Your goal: Return, without any change, the lines from the one containing "the copper pot?" through the end of the rows, both ends included. Leave the picture out of your answer.

Region segmentation data:
....
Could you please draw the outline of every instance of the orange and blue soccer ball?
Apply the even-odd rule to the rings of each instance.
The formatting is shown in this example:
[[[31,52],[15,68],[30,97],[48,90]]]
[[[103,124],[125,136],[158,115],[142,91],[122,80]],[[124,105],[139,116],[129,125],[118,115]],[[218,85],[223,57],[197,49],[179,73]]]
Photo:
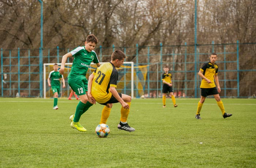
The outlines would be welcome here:
[[[100,138],[107,137],[110,132],[109,127],[105,124],[99,124],[95,129],[95,133]]]

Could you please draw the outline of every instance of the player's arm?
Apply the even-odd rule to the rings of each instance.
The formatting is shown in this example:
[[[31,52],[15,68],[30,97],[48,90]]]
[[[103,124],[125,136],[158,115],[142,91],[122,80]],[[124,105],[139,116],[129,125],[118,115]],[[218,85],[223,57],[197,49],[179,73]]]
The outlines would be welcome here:
[[[94,77],[95,72],[93,72],[88,78],[88,91],[87,92],[87,97],[88,98],[88,101],[92,104],[96,104],[96,101],[91,95],[91,86],[93,85],[93,81]]]
[[[65,79],[63,75],[61,75],[62,77],[61,78],[61,81],[62,81],[62,88],[65,88],[66,87],[66,85],[65,84]]]
[[[66,63],[67,59],[68,58],[70,57],[71,56],[72,56],[72,54],[71,54],[71,52],[69,52],[63,55],[63,56],[62,57],[62,59],[61,60],[61,65],[60,66],[60,69],[59,70],[59,71],[60,72],[60,74],[61,75],[64,73],[65,64]]]
[[[115,98],[121,103],[122,106],[124,108],[124,109],[128,109],[130,108],[129,105],[125,102],[122,98],[119,96],[118,94],[118,92],[116,89],[116,87],[113,86],[110,86],[109,87],[109,91],[113,96],[115,97]]]
[[[211,82],[211,81],[208,79],[204,76],[204,74],[203,74],[203,71],[201,70],[201,69],[200,69],[200,70],[199,70],[199,72],[198,72],[198,75],[199,77],[201,77],[203,79],[205,80],[206,81],[206,82],[207,82],[207,83],[212,83]]]
[[[218,74],[215,74],[214,75],[214,81],[217,85],[217,88],[218,88],[218,91],[219,93],[221,92],[221,87],[219,86],[219,77],[218,77]]]
[[[170,86],[172,86],[172,83],[168,83],[166,81],[165,81],[165,79],[163,80],[163,83],[166,84],[166,85],[169,85]]]
[[[49,87],[52,86],[51,83],[50,82],[50,78],[48,78],[48,79],[47,79],[47,82],[48,82],[48,86],[49,86]]]

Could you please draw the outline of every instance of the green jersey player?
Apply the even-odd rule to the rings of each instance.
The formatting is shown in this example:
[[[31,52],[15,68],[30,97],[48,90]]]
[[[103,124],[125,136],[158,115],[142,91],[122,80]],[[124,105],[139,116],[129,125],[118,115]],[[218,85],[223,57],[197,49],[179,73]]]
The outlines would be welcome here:
[[[63,56],[61,66],[59,70],[61,74],[63,74],[67,58],[74,57],[70,73],[68,77],[68,84],[76,94],[79,95],[80,101],[76,106],[75,114],[71,115],[69,120],[71,121],[70,125],[72,128],[83,132],[87,130],[80,124],[79,122],[80,117],[94,103],[92,102],[90,99],[88,100],[87,95],[88,81],[86,75],[92,61],[97,67],[100,66],[97,55],[93,50],[97,43],[98,39],[93,34],[88,35],[84,42],[84,46],[79,47]]]
[[[54,110],[57,110],[59,109],[57,104],[58,96],[59,94],[60,94],[60,79],[61,79],[62,81],[62,87],[64,88],[66,87],[65,85],[65,79],[64,79],[63,76],[58,71],[58,68],[59,66],[58,64],[55,63],[53,65],[53,70],[50,73],[49,76],[47,79],[48,85],[49,87],[52,87],[52,93],[54,95],[53,108]],[[50,79],[51,79],[50,82]]]

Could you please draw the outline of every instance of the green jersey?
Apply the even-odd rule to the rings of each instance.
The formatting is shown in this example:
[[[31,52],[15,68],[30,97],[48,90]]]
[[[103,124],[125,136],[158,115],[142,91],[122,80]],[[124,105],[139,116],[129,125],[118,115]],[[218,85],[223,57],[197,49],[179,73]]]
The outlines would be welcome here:
[[[59,71],[51,71],[48,78],[51,79],[52,87],[60,87],[60,79],[63,77],[63,75],[61,74]]]
[[[94,63],[99,62],[96,52],[93,50],[90,52],[87,51],[84,46],[78,47],[70,53],[74,57],[74,60],[68,78],[85,76],[92,61]]]

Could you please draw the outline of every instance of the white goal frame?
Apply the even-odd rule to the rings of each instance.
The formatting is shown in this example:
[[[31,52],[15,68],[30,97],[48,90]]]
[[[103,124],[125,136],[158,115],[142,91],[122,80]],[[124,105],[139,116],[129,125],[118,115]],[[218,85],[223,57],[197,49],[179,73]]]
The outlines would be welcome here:
[[[99,63],[101,64],[103,63],[105,63],[106,62],[100,62]],[[132,98],[133,98],[134,96],[134,88],[133,88],[133,85],[134,85],[134,63],[132,62],[124,62],[124,64],[129,64],[131,65],[131,85],[132,86],[131,86],[131,97]],[[45,63],[44,64],[44,98],[46,98],[46,76],[47,74],[46,74],[46,65],[53,65],[55,64],[55,63]],[[59,66],[61,66],[61,63],[57,63]],[[73,63],[65,63],[65,65],[72,65]],[[94,63],[91,63],[91,64],[95,64]],[[47,76],[48,77],[48,76]],[[48,78],[48,77],[47,77]]]

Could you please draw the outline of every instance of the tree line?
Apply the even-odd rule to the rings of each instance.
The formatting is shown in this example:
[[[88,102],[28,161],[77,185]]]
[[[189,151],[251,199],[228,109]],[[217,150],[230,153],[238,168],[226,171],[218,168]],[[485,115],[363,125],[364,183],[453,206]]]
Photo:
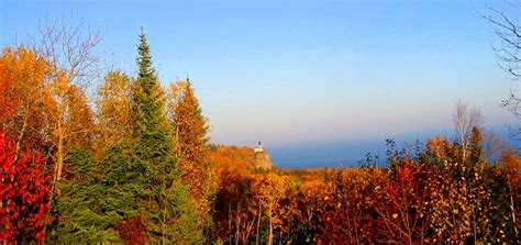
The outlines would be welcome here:
[[[209,145],[191,81],[160,86],[143,30],[135,76],[104,73],[92,104],[97,35],[44,30],[40,46],[0,54],[4,243],[520,241],[521,159],[484,145],[462,104],[454,141],[390,141],[385,164],[357,169],[266,171],[252,149]]]

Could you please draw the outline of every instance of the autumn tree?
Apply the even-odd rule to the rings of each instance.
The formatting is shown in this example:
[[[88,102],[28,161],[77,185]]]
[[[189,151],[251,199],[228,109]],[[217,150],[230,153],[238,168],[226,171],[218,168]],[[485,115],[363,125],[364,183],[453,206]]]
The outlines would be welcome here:
[[[274,242],[274,229],[280,224],[280,200],[284,198],[286,179],[273,172],[267,174],[255,183],[258,201],[268,223],[267,244]]]
[[[115,224],[120,215],[106,183],[104,166],[92,152],[82,147],[71,147],[65,157],[64,179],[57,182],[60,190],[54,196],[52,232],[53,243],[103,243],[118,242]],[[110,159],[110,158],[109,158]],[[126,200],[125,196],[120,200]]]
[[[48,223],[51,176],[45,158],[0,132],[0,242],[43,242]]]
[[[202,114],[189,79],[170,85],[168,99],[174,154],[184,171],[184,181],[190,185],[196,209],[204,219],[201,223],[208,227],[214,189],[212,166],[208,159],[208,120]]]
[[[0,55],[2,92],[10,102],[10,113],[0,118],[5,133],[13,138],[16,152],[24,145],[48,151],[52,122],[48,119],[45,90],[53,80],[53,67],[34,49],[5,47]],[[3,104],[3,103],[2,103]],[[3,105],[2,105],[3,107]]]

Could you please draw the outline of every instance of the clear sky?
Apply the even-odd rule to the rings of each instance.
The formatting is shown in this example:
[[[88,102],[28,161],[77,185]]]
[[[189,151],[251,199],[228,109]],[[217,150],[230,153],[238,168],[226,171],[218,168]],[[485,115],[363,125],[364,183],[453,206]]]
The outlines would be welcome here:
[[[296,145],[451,134],[458,99],[487,126],[509,89],[477,10],[495,1],[11,1],[0,41],[74,14],[99,26],[106,64],[134,75],[144,26],[164,85],[189,75],[212,142]],[[519,12],[516,12],[519,14]],[[519,15],[518,15],[519,16]],[[268,147],[269,148],[269,147]]]

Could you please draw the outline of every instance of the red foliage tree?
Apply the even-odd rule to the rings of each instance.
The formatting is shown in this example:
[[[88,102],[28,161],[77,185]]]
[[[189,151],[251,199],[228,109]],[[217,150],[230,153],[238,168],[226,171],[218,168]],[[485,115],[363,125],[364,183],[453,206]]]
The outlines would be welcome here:
[[[0,242],[42,242],[48,221],[51,176],[37,151],[15,145],[0,132]]]

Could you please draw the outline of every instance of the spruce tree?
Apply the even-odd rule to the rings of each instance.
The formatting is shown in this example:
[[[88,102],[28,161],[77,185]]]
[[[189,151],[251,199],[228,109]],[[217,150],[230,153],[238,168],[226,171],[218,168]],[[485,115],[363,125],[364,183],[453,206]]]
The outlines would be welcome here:
[[[166,121],[165,97],[155,69],[146,36],[140,35],[137,78],[134,96],[137,118],[136,156],[143,166],[143,191],[140,211],[147,221],[146,229],[155,242],[182,241],[196,243],[202,238],[197,229],[197,213],[191,197],[180,178]],[[136,169],[137,170],[137,169]]]
[[[165,115],[165,96],[155,69],[143,29],[137,47],[137,91],[134,96],[137,116],[136,133],[140,140],[140,155],[152,159],[168,155],[169,131]]]
[[[170,86],[169,114],[175,142],[174,153],[182,169],[182,179],[190,183],[202,227],[211,225],[211,200],[215,181],[208,159],[208,120],[202,114],[190,80]]]

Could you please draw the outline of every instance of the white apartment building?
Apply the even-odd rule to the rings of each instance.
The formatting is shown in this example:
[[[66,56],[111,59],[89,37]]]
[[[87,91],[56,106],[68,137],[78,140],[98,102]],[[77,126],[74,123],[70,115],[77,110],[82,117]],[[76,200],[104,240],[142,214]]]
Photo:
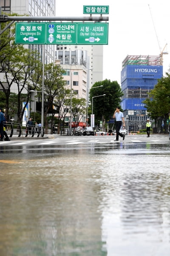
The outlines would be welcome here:
[[[87,67],[93,68],[90,74],[89,88],[95,83],[103,80],[103,46],[96,45],[57,45],[57,51],[76,51],[80,50],[87,51],[88,56]],[[56,55],[56,58],[57,57]],[[76,63],[75,63],[76,64]]]
[[[65,70],[63,75],[67,87],[72,89],[74,97],[86,100],[86,107],[88,97],[89,77],[93,70],[89,67],[87,51],[76,49],[57,50],[56,52],[56,64],[60,64]],[[70,114],[68,113],[65,122],[69,122]],[[75,120],[73,120],[73,122]],[[85,126],[86,115],[82,116],[80,126]]]

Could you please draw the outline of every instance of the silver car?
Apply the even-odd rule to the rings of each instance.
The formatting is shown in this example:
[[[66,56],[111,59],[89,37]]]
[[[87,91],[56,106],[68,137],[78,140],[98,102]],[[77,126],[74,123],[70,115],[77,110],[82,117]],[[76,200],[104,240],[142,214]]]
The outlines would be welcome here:
[[[96,135],[106,135],[107,133],[105,131],[99,131],[99,130],[95,130],[94,133],[96,131]]]

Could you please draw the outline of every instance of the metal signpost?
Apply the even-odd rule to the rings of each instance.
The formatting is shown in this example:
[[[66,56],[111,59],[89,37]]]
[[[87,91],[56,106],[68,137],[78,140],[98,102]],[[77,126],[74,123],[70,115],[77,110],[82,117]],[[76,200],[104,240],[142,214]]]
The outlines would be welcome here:
[[[108,14],[109,6],[83,6],[85,14]]]
[[[18,23],[15,44],[108,44],[108,23]]]

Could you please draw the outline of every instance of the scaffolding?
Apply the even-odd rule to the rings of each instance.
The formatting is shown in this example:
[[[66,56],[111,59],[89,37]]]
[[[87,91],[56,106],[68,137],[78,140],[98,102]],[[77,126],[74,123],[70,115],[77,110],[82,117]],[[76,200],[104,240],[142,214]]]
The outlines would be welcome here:
[[[128,55],[122,63],[122,69],[127,65],[161,66],[161,56],[149,55]]]

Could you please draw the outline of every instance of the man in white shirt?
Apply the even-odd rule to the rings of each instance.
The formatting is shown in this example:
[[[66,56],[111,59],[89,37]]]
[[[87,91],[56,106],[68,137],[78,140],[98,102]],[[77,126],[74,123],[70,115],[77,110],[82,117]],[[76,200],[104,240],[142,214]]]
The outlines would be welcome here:
[[[123,122],[123,126],[125,127],[124,117],[123,113],[120,110],[120,108],[117,107],[113,114],[113,118],[116,118],[116,136],[115,141],[119,141],[119,135],[123,138],[123,140],[125,140],[125,135],[119,132],[119,130],[122,126],[122,121]]]

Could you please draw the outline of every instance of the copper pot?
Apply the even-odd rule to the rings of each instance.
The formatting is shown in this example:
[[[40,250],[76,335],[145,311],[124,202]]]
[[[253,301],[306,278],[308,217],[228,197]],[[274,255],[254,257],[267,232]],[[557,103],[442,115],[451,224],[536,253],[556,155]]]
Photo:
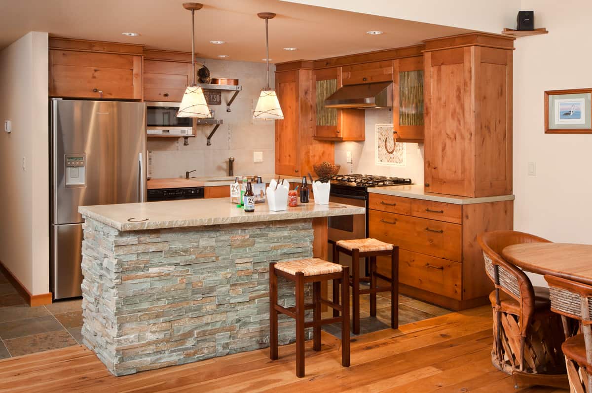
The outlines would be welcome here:
[[[229,79],[225,78],[213,78],[213,85],[232,85],[237,86],[239,85],[238,79]]]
....
Result for this task:
Could you please draw the outline of every instance of the copper pot?
Apply the even-odd rule to the rings of each instance.
The formatting is shown in this example:
[[[40,250],[76,335],[145,311],[124,202]]]
[[[253,301],[306,278],[308,217],[228,197]],[[274,255],[254,257],[267,232]],[[557,103],[442,115],[451,224],[536,253],[556,155]]]
Photo:
The outlines would be welcome here:
[[[229,79],[225,78],[213,78],[213,85],[232,85],[237,86],[239,85],[238,79]]]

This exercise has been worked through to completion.